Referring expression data
******
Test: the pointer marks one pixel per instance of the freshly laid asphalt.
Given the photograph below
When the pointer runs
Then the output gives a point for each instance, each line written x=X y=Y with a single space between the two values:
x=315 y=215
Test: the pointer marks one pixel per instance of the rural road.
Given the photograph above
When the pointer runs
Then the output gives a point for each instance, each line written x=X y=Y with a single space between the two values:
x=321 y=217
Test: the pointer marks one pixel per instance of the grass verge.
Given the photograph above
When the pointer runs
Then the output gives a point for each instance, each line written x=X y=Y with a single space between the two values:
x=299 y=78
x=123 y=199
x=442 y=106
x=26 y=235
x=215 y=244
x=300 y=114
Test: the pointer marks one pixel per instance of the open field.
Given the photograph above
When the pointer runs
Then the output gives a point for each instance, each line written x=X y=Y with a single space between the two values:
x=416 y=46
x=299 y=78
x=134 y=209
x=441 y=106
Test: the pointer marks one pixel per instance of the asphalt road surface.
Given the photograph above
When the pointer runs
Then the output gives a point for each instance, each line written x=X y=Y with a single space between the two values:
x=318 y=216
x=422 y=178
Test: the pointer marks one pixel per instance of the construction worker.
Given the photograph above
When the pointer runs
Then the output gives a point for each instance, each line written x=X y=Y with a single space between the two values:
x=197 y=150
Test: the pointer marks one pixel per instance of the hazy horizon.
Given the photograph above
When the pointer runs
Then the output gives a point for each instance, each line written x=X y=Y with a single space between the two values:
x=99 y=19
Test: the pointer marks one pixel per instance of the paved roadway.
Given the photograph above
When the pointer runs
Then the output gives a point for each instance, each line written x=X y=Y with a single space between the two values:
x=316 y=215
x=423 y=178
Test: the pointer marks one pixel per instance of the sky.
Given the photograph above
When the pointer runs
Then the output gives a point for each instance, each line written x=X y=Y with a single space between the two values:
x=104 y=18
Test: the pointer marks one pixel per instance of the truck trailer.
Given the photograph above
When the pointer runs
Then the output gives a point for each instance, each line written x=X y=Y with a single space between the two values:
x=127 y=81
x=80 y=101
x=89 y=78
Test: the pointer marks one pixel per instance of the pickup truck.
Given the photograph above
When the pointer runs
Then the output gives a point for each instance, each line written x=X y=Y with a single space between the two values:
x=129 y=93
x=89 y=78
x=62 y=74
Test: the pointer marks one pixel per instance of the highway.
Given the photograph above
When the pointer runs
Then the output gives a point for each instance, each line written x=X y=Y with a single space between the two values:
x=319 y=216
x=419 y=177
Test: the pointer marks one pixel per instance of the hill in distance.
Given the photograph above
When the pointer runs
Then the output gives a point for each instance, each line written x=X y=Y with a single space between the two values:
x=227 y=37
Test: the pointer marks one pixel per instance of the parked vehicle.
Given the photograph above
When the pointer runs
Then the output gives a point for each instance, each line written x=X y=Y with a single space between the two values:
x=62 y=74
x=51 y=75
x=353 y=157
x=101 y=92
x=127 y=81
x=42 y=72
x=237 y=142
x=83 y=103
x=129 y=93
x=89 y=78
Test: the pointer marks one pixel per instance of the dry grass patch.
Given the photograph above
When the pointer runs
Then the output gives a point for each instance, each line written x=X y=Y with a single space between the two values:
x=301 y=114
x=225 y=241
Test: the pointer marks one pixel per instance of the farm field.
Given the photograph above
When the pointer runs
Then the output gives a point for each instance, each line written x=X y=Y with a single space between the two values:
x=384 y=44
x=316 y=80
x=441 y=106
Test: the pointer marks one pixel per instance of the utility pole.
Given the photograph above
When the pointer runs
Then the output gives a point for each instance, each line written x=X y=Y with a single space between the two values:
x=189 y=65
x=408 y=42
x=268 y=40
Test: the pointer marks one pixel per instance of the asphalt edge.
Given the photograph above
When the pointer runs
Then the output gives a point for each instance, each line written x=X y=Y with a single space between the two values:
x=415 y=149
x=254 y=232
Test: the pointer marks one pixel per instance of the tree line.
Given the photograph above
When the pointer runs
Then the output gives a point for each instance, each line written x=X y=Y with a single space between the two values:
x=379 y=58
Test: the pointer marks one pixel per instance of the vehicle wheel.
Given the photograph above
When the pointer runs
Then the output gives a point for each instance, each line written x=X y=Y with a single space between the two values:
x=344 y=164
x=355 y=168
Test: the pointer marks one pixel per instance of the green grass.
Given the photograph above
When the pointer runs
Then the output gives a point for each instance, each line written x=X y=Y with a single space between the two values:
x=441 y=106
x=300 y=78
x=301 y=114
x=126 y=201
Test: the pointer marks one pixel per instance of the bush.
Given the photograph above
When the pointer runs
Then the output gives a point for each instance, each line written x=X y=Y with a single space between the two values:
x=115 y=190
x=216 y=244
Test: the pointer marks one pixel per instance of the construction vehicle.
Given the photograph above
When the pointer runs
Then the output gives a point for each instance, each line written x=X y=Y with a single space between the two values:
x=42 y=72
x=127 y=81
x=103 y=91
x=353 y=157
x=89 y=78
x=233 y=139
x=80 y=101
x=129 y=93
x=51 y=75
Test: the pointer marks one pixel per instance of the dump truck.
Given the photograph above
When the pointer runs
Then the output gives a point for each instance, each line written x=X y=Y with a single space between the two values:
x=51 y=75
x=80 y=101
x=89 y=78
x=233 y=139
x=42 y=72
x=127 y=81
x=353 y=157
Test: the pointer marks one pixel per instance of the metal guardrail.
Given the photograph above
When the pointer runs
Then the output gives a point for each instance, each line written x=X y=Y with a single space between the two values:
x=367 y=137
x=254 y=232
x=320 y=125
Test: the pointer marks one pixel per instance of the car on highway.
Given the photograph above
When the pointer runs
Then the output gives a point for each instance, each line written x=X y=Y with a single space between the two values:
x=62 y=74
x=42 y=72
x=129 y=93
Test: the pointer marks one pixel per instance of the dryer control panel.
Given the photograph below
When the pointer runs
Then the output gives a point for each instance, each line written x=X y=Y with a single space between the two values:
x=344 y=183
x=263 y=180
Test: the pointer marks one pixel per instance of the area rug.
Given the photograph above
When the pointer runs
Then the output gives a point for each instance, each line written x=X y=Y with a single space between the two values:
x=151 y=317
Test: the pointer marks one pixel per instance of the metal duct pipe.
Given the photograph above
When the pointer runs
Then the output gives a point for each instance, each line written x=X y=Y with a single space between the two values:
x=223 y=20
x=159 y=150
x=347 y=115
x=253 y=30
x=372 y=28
******
Return every entry exactly; no line may be missing.

Test: the pointer marks one pixel per instance of the freshly laid asphalt.
Given the photograph below
When the pointer runs
Then the output gives a point for each instance, each line written x=X y=Y with a single space between the two values:
x=315 y=215
Test: the pointer marks one pixel per instance of the rural road.
Given the photograph above
When the pointer runs
Then the output gives a point for each instance, each line written x=X y=Y with a single space between the two values:
x=321 y=217
Test: the pointer marks one pixel per instance of the grass verge.
Given the photograph above
When the pointer runs
Then the output gives a point for each instance, each line written x=X y=Y with a single space between the two values:
x=299 y=78
x=123 y=199
x=442 y=106
x=26 y=235
x=215 y=244
x=300 y=114
Test: the pointer marks one pixel per instance of the open field.
Given the photograph above
When the pointer runs
Then the output gives a point for each instance, each line written x=X y=Y with a single space between the two values:
x=416 y=46
x=299 y=78
x=134 y=209
x=441 y=106
Test: the pointer marks one pixel per instance of the asphalt road surface.
Given the photograph above
When the pointer runs
Then the output gives a point for each instance, each line written x=X y=Y with a single space between the two values:
x=318 y=216
x=422 y=178
Test: the pointer marks one pixel per instance of the construction worker.
Given the photograph above
When the pointer runs
Then the output gives a point for each instance, each line written x=X y=Y with a single space between the two values:
x=197 y=150
Test: the pointer marks one pixel per instance of the hazy horizon.
Given the photograph above
When the pointer runs
Then the output gives a point for each instance, each line written x=X y=Y with a single space between the two values:
x=99 y=19
Test: the pointer marks one pixel per instance of the paved roadway.
Given the photograph above
When the pointer runs
Then the output gives a point for each instance, each line written x=X y=Y with a single space between the two values:
x=316 y=215
x=423 y=178
Test: the pointer marks one pixel per instance of the sky.
Given the photograph above
When the pointer runs
Then the output gives a point for each instance, each line written x=X y=Y with a single space between the two values:
x=104 y=18
Test: the pointer marks one pixel per instance of the truck trailer.
Given the photograph above
When the pointer runs
Then the output gives a point for each instance, each line written x=X y=Y with a single space between the two values:
x=127 y=81
x=80 y=101
x=89 y=78
Test: the pointer marks one pixel per instance of the pickup truck.
Given the photograph above
When the pointer runs
Then the output gives a point for each instance, each line written x=X y=Y with a single space between the two values:
x=129 y=93
x=89 y=78
x=62 y=74
Test: the pointer marks one pixel per instance of the highway.
Given the photograph above
When the pointer runs
Then the output gives a point for each instance, each line written x=X y=Y with a single space between the two values:
x=319 y=216
x=419 y=177
Test: the pointer marks one pixel per instance of the hill in distance.
Given the photograph above
When the pointer runs
Then the output gives a point for each instance, each line written x=X y=Y with a single space between the two values:
x=227 y=37
Test: the pointer marks one pixel per instance of the parked vehicle.
Given the photograph above
When the pointer runs
Then the output gives a point for each instance, each line written x=X y=Y with a single space between the two values:
x=62 y=74
x=51 y=75
x=353 y=157
x=101 y=92
x=127 y=81
x=42 y=72
x=237 y=142
x=83 y=103
x=129 y=93
x=89 y=78
Test: the pointer marks one pixel per instance of the dry grass patch.
Given the photograph above
When the pointer runs
Then the output gives a point for each instance, each line written x=X y=Y with a single space between the two values:
x=301 y=114
x=225 y=241
Test: the pointer marks one pixel per instance of the farm field.
Given the photograph above
When the pointer runs
Then the output gives a point for each instance, each line written x=X y=Y with a single space between the two values:
x=384 y=44
x=316 y=80
x=441 y=106
Test: the pointer marks one pixel per instance of the utility pole.
Given the photograph above
When the pointer runs
Then the output gives a point for each instance, each line written x=X y=Y with a single space between the two values:
x=189 y=65
x=408 y=42
x=268 y=40
Test: the pointer marks one pixel per instance of the asphalt edge.
Given the photograph above
When the pointer runs
Then the output gives a point for each instance, each line written x=X y=Y with a single space between the two values:
x=415 y=149
x=254 y=232
Test: the pointer marks one pixel per instance of the tree line.
Given the photograph above
When the pointer runs
Then the output gives a point for each instance, each line written x=X y=Y with a single space between the two values:
x=379 y=58
Test: the pointer marks one pixel per instance of the vehicle wheel.
Given the photograph above
When the pointer runs
Then the output gives a point for each instance, each line written x=X y=Y with a single space between the two values:
x=344 y=164
x=355 y=168
Test: the pointer marks one pixel per instance of the green grass.
Given the photograph above
When the pointer runs
Then the output gives a point for each instance, each line written x=X y=Y with a single space between the two values:
x=441 y=106
x=300 y=78
x=301 y=114
x=126 y=201
Test: the pointer marks one pixel per instance of the bush.
Given the photograph above
When the pointer runs
Then the output gives a point for each instance, each line written x=X y=Y with a single space between the two values:
x=115 y=190
x=216 y=244
Test: the pointer marks one pixel per instance of the construction vehicle.
Given the photograph above
When the pointer runs
Then the output gives a point for each instance, each line written x=X y=Y with a single space between the two values:
x=42 y=72
x=127 y=81
x=103 y=91
x=353 y=157
x=89 y=78
x=233 y=139
x=80 y=101
x=129 y=93
x=51 y=75
Test: the pointer marks one pixel per instance of the dump truck.
Given the photograph above
When the pointer runs
Then the output gives a point for each instance, each line written x=X y=Y with a single space between the two values:
x=51 y=75
x=80 y=101
x=89 y=78
x=233 y=139
x=42 y=72
x=127 y=81
x=353 y=157
Test: the pointer marks one pixel per instance of the metal guardrail.
Given the photograph above
When the pointer runs
Then the output gives a point for each instance, each line written x=X y=Y with a single space between the two values:
x=367 y=137
x=254 y=232
x=320 y=125
Test: the pointer marks one pixel per instance of the car on highway.
Given the photograph above
When the pointer runs
Then the output gives a point for each instance, each line written x=X y=Y with a single space between the two values:
x=62 y=74
x=42 y=72
x=129 y=93
Test: the pointer marks one pixel per instance of the dryer control panel.
Given the photograph below
When the pointer runs
Then the output gives a point for each instance, each line written x=X y=Y with a single space between the two values:
x=344 y=183
x=263 y=180
Test: the pointer marks one pixel per instance of the area rug.
Given the photograph above
When the pointer runs
Then the output gives a point for each instance, each line written x=X y=Y with a single space between the two values:
x=151 y=317
Test: the pointer marks one pixel per instance of the metal duct pipe.
Given the photograph above
When the pointer runs
Then the output gives a point for each instance, each line written x=X y=Y with a single space between the two values:
x=223 y=20
x=159 y=150
x=347 y=115
x=253 y=30
x=372 y=28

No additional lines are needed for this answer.